**DOCUMENT:**
::::::::
Skip to content

ramsey.experimental

Experimental modules such as Gaussian processes or Bayesian neural networks.

Note

Experimental code is not native Ramsey code and subject to change, and might even get deleted in the future. Better don't build critical code bases around the :code:ramsey.experimental submodule.

Distributions

ramsey.experimental.Autoregressive

Bases: Distribution

An autoregressive model.

Attributes:

Name Type Description
parameters Array

an initializer object from Flax

parameters Optional[Array]

an initializer object from Flax

ar_coefficients = ar_coefficients instance-attribute

arg_constraints = {'loc': constraints.real, 'ar_coefficients': constraints.real_vector, 'scale': constraints.positive} class-attribute instance-attribute

length = length instance-attribute

loc = loc instance-attribute

p = len(ar_coefficients) instance-attribute

reparametrized_params = ['loc', 'scale', 'ar_coefficients'] class-attribute instance-attribute

scale = scale instance-attribute

support = constraints.real_vector class-attribute instance-attribute

__init__(loc, ar_coefficients, scale, length=None)

Construct an autoregressive distribution.

log_prob(value: Array)

Compute the log probability of a value.

Parameters:

Name Type Description Default
value Array

one-dimensional array of floats

required

Returns:

Type Description
float

returns the mean

mean(length: Optional[int] = None, initial_state: Optional[float] = None)

Compute the mean of the autoregressive distribution.

Parameters:

Name Type Description Default
length Optional[int]

"length" of the autoregressive sequence. If None, takes length supplied to constructor during construction of object.

None
initial_state Optional[float]

initial state of the distribution. If None, takes mean

None

Returns:

Type Description
float

returns the mean

sample(rng_key: jr.PRNGKey, length: Optional[int] = None, initial_state: Optional[float] = None, sample_shape=())

Sample from the distribution.

Parameters:

Name Type Description Default
rng_key PRNGKey

a random key for seeding

required
length Optional[int]

length of sequence

None
initial_state Optional[float]

an initial value

None
sample_shape

a tuple of the form (shape,)

()

Returns:

Type Description
Array

returns an array of values

Models

ramsey.experimental.BNN

Bases: Module

A Bayesian neural network.

The BNN layers can a mix of Bayesian layers and conventional layers. The training objective is the ELBO and is calculated according to [1].

Attributes:

Name Type Description
layers Iterable[Module]

layers of the BNN

family Family

exponential family of the response

References

[1] Blundell C., Cornebise J., Kavukcuoglu K., Wierstra D. "Weight Uncertainty in Neural Networks". ICML, 2015.

family: Family = Gaussian() class-attribute instance-attribute

layers: Iterable[nn.Module] instance-attribute

__call__(x: Array, **kwargs)

Transform the inputs through the Bayesian neural network.

Parameters:

Name Type Description Default
inputs

Input data of dimension (*batch_dims, spatial_dims..., feature_dims)

required
**kwargs

Keyword arguments can include: - outputs: jax.Array. If an argument called outputs is provided, computes the loss (negative ELBO) together with a predictive posterior distribution

{}

Returns:

Type Description
Union[distribution, Tuple[distribution, float]]

if 'outputs' is provided as keyword argument, returns a tuple of the predictive distribution and the negative ELBO which can be used as loss for optimzation. If 'outputs' is not provided, returns the predictive distribution only.
::::::::
**DATA SECTION:**
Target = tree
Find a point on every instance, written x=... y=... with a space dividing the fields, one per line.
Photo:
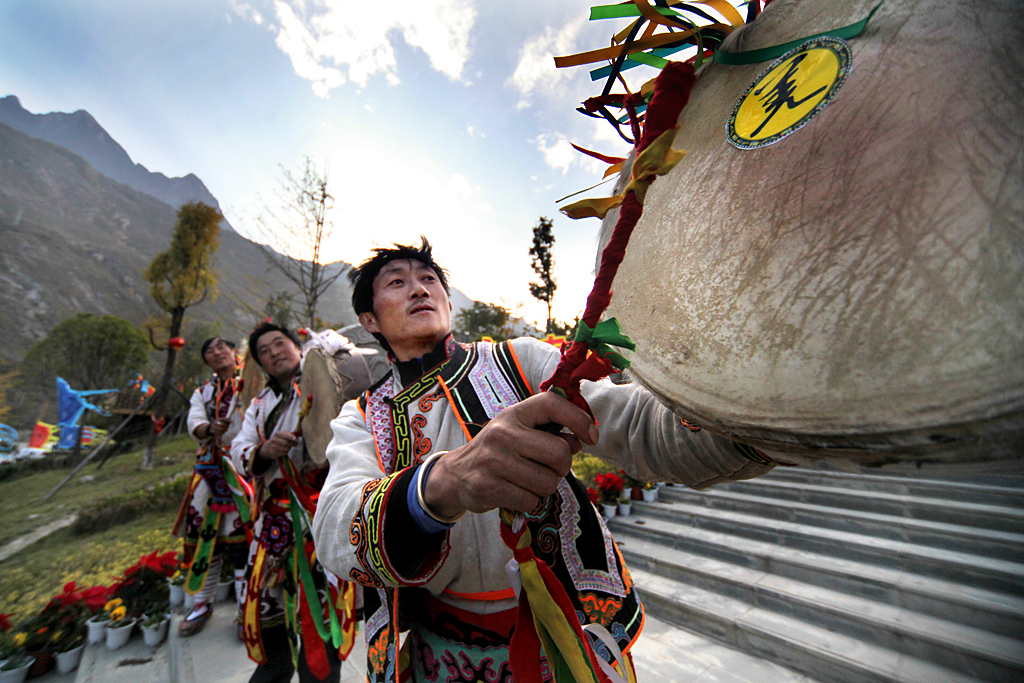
x=483 y=319
x=279 y=309
x=300 y=227
x=181 y=278
x=7 y=380
x=543 y=262
x=90 y=351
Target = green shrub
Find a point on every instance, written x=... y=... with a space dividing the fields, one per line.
x=128 y=507
x=27 y=467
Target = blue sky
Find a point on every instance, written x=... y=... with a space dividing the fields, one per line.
x=440 y=117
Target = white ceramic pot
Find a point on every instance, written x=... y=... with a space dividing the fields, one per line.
x=117 y=636
x=154 y=635
x=177 y=594
x=97 y=629
x=68 y=662
x=15 y=675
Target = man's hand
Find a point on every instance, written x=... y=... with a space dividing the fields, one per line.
x=510 y=464
x=218 y=427
x=278 y=445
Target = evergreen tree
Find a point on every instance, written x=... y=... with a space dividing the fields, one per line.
x=181 y=278
x=543 y=262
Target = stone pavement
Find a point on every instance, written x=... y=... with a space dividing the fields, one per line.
x=664 y=654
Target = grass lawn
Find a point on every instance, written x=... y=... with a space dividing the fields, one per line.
x=22 y=509
x=32 y=577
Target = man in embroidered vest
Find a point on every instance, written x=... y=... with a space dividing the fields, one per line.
x=209 y=518
x=420 y=465
x=290 y=598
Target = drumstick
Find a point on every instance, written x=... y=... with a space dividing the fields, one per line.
x=303 y=412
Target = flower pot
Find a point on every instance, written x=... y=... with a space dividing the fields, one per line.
x=117 y=636
x=68 y=662
x=177 y=594
x=97 y=629
x=154 y=635
x=16 y=675
x=42 y=664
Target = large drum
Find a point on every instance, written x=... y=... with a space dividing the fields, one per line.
x=855 y=289
x=332 y=380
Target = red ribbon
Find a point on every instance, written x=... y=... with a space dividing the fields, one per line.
x=672 y=91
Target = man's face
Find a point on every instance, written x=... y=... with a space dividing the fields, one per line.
x=278 y=355
x=219 y=355
x=411 y=308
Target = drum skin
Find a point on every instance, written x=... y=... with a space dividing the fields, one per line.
x=854 y=291
x=331 y=381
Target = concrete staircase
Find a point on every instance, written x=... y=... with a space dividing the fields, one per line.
x=853 y=579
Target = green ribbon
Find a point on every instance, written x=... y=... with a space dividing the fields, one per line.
x=766 y=53
x=600 y=340
x=308 y=587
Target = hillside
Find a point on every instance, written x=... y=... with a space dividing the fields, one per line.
x=80 y=133
x=72 y=240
::::::::
**YOUR TASKS:**
(1) In the ramsey.experimental documentation, what is the training objective of the BNN?
(2) Rewrite the part of the ramsey.experimental documentation starting at "ramsey.experimental.BNN" and ending at "according to [1].", switching "conventional" to "standard".
Rely only on the ramsey.experimental documentation.

**WORKED ANSWERS:**
(1) The ELBO.

(2)
ramsey.experimental.BNN

Bases: Module

A Bayesian neural network.

The BNN layers can a mix of Bayesian layers and standard layers. The training objective is the ELBO and is calculated according to [1].